It’s a few weeks before my wedding in 2017, and I’m in the doctor’s office being offered a hearing aid. I am 26 years old.
I had just spent 20 minutes in a soundproofed booth, pushing a button whenever I heard a high-pitched tone in the headphones (if you couldn’t guess, I didn’t push the button many times). The doctor is confirming what I already suspected: I had significant hearing loss and would likely benefit from a hearing aid.
There’s no way to pinpoint exactly what caused the damage to my hearing, but a never-ending string of childhood ear infections followed by angsty teenage years spent plugged into an iPod Nano at top-volume could go some way to explaining it. Did my hearing get worse because I damaged my ears listening to loud music, or did I listen to music loudly because my hearing was already damaged? The answer is probably both.
My poor hearing has meant that I’ve always struggled to take part in social situations. I don’t know that someone is behind me trying to get my attention, so I don’t answer them. I can’t follow the train of a group conversation, so I zone out. I mishear verbal instructions, so I do the wrong thing. To anyone who doesn’t know about my hearing loss, I can seem rude or ignorant. For me, I feel left out of social interactions. The social isolation I experienced is not unique to my hearing loss, according to Dana David, who researches self-stigma and hearing loss at the University of Haifa in Israel. There is even a risk of depression (which I am on medication to manage) that comes with not using a hearing aid when you need one.
Nonetheless, I couldn’t shake the immediate image of a little old lady looking for her hearing aids and her false teeth. My actual response to the suggestion that I might need a hearing aid was, “I’m not a grandma.”
I was more afraid of being perceived as old or incapable than I was of being unable to hear, a concern that, according to David, is common. And yet hearing loss isn’t something only grandparents grapple with: Around 7 percent of people in their twenties have noise-induced hearing damage, and this risk increases with age.
Around 7 percent of people in their twenties have noise-induced hearing damage, and this risk increases with age.
It isn’t only age-related ableism at play here though. Carole Johnson, PhD, an audiologist and researcher at the University of Oklahoma’s Health Sciences Center, says that young people tend to be put off wearing hearing aids because of the way they look, and I was no different. We all like to think we’re not vain, but when the audiologist asked why I was reluctant to get hearing aids, I could only sheepishly reply that I was worried they’d look weird. The audiologist brushed it off, “Nobody will ever notice these tiny hearing aids with all that hair.” He had a point. My hearing aid isn’t visible when I wear it with my hair down. But if it was, that shouldn’t be a problem. Even as perceptions of hearing aids have normalized in the past few years thanks to the popularity of wearable tech like wireless earbuds, my hearing loss doesn’t make me stupid, and it certainly doesn’t make me old.

Referring expression data
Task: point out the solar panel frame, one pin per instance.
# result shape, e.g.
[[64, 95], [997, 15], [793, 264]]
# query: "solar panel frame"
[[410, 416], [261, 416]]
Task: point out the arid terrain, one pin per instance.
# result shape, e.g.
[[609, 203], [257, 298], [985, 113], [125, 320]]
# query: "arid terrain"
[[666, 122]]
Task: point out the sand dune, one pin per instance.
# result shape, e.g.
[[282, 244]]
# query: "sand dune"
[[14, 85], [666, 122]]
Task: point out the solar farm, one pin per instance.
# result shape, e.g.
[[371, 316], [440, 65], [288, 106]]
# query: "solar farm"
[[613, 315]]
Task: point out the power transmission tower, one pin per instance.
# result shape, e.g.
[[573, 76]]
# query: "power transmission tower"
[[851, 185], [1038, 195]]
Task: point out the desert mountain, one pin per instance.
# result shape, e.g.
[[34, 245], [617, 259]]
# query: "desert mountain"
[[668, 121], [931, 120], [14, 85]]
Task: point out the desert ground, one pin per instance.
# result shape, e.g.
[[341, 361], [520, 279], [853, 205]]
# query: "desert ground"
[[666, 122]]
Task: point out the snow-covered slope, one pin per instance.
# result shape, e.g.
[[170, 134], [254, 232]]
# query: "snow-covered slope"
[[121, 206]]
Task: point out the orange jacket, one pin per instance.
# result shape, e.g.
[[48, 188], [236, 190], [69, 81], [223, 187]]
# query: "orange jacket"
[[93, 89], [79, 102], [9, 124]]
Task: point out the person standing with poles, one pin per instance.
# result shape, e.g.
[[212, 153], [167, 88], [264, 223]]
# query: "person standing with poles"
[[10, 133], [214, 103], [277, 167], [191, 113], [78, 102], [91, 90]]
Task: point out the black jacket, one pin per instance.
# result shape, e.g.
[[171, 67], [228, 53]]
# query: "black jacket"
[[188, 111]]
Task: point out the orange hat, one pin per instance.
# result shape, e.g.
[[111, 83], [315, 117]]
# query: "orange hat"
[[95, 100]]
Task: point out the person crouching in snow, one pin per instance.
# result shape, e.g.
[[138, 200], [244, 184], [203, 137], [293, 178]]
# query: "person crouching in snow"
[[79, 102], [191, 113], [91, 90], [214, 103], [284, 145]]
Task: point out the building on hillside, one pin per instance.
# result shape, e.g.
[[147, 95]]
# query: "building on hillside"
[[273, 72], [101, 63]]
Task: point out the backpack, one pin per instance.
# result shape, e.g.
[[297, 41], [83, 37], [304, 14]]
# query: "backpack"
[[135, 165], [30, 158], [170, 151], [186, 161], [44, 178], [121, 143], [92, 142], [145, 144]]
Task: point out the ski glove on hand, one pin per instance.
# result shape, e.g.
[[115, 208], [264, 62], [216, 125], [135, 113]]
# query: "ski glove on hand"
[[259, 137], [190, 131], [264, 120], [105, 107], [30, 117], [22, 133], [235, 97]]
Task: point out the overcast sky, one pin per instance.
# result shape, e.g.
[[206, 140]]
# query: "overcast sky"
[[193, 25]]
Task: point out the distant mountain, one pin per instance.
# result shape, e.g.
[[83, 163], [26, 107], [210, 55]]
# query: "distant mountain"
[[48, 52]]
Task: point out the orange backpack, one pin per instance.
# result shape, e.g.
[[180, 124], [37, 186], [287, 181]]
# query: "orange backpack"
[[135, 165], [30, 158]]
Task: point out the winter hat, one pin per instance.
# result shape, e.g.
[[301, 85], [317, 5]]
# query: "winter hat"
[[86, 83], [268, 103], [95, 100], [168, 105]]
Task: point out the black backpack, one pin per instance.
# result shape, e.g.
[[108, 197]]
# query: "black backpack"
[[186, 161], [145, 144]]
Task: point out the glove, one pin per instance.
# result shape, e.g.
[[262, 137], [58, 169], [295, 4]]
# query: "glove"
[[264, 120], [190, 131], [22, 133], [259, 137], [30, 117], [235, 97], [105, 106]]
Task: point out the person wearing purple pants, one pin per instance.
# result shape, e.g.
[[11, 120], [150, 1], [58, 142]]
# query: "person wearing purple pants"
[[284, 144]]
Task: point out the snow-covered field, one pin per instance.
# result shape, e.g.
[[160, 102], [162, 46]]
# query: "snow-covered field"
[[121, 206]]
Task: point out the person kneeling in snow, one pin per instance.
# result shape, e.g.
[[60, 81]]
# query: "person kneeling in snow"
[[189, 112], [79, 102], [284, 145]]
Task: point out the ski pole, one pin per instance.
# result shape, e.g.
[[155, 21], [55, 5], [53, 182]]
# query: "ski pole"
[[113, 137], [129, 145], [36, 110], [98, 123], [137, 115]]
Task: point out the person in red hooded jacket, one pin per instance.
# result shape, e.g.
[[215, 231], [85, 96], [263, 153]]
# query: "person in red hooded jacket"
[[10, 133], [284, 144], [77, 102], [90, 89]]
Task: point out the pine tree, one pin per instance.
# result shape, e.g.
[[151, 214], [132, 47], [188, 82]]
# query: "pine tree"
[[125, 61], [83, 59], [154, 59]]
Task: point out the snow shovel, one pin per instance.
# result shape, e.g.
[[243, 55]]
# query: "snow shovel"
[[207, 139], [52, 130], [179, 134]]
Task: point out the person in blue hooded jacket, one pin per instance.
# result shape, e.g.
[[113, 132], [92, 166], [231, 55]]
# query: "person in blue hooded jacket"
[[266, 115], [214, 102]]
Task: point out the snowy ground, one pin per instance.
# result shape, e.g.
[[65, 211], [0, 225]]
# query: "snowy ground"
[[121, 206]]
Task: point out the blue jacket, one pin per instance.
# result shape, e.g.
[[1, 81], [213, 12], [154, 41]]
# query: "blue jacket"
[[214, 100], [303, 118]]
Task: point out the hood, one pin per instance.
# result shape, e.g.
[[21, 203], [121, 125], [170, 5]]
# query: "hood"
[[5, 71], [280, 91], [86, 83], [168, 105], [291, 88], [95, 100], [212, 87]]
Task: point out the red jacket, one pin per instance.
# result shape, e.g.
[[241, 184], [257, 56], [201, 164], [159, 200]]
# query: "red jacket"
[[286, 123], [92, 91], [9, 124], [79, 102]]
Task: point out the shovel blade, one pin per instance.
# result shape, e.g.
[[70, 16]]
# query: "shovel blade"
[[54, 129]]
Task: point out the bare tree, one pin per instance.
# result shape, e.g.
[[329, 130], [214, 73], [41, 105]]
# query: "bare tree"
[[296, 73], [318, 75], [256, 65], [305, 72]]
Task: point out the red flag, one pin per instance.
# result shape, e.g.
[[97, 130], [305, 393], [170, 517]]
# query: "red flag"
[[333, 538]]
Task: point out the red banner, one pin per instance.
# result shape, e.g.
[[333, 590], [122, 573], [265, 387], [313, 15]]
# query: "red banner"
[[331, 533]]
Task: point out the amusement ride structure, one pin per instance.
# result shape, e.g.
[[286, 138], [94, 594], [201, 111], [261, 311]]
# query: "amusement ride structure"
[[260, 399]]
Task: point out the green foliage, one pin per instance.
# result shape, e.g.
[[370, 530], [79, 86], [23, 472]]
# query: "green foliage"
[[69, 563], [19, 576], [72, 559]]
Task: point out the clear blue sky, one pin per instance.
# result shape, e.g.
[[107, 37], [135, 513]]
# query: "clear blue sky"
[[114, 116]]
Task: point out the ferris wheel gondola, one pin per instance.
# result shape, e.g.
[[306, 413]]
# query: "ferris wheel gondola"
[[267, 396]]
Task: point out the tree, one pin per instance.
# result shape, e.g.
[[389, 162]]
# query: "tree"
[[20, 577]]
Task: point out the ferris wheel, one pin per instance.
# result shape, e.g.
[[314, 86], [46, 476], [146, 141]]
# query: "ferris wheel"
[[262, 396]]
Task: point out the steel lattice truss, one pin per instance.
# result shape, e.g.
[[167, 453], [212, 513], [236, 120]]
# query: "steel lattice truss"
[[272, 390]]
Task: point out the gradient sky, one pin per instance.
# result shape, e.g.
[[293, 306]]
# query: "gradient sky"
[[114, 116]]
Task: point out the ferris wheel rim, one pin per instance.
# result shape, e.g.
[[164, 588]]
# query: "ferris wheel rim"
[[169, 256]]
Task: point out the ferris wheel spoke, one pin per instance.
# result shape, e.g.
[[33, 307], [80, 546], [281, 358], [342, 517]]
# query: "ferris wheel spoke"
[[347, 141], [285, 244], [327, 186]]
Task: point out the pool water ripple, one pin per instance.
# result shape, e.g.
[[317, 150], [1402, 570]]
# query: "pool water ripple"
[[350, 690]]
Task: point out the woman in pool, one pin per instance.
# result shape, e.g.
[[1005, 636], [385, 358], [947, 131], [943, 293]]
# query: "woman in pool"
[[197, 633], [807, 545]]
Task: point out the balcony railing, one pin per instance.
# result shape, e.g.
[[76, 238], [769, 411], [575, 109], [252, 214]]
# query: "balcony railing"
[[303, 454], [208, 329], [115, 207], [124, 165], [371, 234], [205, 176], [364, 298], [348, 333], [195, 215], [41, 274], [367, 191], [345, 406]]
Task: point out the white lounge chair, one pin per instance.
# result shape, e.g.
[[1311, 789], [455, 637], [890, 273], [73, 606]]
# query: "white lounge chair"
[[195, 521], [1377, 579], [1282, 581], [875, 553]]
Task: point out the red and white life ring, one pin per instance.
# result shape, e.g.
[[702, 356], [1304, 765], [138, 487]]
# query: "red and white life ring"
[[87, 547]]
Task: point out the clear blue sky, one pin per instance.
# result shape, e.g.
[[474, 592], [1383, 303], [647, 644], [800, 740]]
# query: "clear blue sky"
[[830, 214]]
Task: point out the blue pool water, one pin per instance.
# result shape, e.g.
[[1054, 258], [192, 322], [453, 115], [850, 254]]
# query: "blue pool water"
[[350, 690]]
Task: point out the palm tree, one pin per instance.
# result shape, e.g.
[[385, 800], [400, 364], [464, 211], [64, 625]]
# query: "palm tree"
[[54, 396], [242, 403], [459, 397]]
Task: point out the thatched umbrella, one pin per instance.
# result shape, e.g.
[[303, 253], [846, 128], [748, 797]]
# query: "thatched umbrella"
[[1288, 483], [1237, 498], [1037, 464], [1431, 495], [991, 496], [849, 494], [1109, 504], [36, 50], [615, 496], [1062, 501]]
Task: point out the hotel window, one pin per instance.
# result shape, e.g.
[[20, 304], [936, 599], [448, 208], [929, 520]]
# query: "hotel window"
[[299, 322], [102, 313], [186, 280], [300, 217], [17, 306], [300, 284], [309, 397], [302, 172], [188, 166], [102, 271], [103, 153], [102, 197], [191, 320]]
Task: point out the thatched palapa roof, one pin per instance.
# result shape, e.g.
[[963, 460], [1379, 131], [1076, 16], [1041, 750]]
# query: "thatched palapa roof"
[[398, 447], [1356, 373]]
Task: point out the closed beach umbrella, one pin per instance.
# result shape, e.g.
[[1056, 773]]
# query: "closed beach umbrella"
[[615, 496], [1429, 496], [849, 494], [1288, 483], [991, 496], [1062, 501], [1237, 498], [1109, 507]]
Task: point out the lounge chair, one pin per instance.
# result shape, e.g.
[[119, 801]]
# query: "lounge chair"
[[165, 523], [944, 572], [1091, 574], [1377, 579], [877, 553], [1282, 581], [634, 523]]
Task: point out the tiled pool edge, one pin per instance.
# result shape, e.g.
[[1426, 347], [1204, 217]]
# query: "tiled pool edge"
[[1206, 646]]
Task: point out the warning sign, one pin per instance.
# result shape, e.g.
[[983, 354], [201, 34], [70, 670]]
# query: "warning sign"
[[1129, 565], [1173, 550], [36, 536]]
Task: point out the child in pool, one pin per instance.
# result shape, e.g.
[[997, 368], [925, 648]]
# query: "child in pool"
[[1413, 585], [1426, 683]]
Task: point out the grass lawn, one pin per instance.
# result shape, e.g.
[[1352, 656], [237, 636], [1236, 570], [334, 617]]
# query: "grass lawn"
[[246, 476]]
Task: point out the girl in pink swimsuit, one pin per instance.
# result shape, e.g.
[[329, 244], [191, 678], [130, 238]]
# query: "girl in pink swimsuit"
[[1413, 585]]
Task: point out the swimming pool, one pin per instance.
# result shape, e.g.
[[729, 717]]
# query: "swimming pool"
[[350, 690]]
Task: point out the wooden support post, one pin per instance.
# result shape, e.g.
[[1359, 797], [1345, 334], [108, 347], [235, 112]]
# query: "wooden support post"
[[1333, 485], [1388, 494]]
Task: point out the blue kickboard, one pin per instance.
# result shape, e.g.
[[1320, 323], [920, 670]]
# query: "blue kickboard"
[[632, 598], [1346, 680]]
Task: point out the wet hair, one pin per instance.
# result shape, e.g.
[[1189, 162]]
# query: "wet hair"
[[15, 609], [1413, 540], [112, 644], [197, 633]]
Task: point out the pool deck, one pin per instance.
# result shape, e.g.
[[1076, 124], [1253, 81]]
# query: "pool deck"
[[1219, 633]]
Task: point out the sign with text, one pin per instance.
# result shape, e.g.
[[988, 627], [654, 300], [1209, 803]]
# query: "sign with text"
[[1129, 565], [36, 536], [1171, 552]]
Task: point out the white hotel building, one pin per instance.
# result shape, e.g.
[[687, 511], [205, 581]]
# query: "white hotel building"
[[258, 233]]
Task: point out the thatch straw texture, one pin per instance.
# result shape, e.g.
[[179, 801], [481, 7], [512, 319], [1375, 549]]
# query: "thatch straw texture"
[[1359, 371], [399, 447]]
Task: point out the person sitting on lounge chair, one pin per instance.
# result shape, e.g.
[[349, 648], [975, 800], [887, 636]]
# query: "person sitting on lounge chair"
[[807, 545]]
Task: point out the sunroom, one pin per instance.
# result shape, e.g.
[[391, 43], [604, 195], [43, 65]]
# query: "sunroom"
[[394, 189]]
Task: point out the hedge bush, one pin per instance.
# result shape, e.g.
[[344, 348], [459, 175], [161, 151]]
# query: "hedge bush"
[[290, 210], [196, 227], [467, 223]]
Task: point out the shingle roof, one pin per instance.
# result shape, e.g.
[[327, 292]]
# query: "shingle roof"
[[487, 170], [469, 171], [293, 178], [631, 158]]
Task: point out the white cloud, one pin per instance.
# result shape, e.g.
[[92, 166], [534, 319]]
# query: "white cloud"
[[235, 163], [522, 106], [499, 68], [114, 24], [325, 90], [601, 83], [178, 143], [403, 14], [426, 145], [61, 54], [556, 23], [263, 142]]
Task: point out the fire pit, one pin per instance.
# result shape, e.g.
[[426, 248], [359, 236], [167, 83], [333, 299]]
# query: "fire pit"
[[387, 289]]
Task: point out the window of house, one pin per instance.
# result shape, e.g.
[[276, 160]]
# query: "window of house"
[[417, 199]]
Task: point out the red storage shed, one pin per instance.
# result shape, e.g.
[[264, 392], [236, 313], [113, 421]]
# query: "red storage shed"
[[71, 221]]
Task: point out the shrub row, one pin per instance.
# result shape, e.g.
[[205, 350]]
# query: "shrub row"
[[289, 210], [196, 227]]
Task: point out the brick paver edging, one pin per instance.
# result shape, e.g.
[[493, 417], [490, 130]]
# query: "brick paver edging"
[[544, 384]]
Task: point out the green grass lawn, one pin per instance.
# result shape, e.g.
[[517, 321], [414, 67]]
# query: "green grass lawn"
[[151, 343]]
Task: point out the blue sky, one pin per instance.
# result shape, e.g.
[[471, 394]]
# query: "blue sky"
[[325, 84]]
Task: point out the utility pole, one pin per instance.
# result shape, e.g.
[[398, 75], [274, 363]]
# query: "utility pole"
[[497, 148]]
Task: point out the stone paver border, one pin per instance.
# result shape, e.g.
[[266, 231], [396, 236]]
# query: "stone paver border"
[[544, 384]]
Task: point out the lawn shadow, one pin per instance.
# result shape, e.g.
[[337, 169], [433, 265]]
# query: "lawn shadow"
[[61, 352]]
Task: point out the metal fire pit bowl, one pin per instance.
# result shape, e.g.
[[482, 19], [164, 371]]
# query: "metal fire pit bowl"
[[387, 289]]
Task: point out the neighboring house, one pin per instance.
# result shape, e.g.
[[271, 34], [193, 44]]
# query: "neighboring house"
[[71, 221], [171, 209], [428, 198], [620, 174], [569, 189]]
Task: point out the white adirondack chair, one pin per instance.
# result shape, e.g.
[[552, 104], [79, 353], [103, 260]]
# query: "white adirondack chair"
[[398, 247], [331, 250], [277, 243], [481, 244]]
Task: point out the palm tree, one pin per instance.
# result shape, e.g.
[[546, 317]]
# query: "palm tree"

# TASK OBJECTIVE
Condense the paragraph of the hearing loss essay that begins "My poor hearing has meant" into a short bulleted list that keeps its main facts.

# RESULT BELOW
- Poor hearing has always made social situations hard for me.
- I miss people behind me trying to get my attention, lose track of group conversations and mishear spoken instructions.
- People who don't know about my hearing loss can think I'm rude or ignorant, and I feel left out.
- Dana David, who researches self-stigma and hearing loss at the University of Haifa in Israel, says this social isolation is not unique to me.
- Not using a hearing aid when you need one also carries a risk of depression, which I take medication to manage.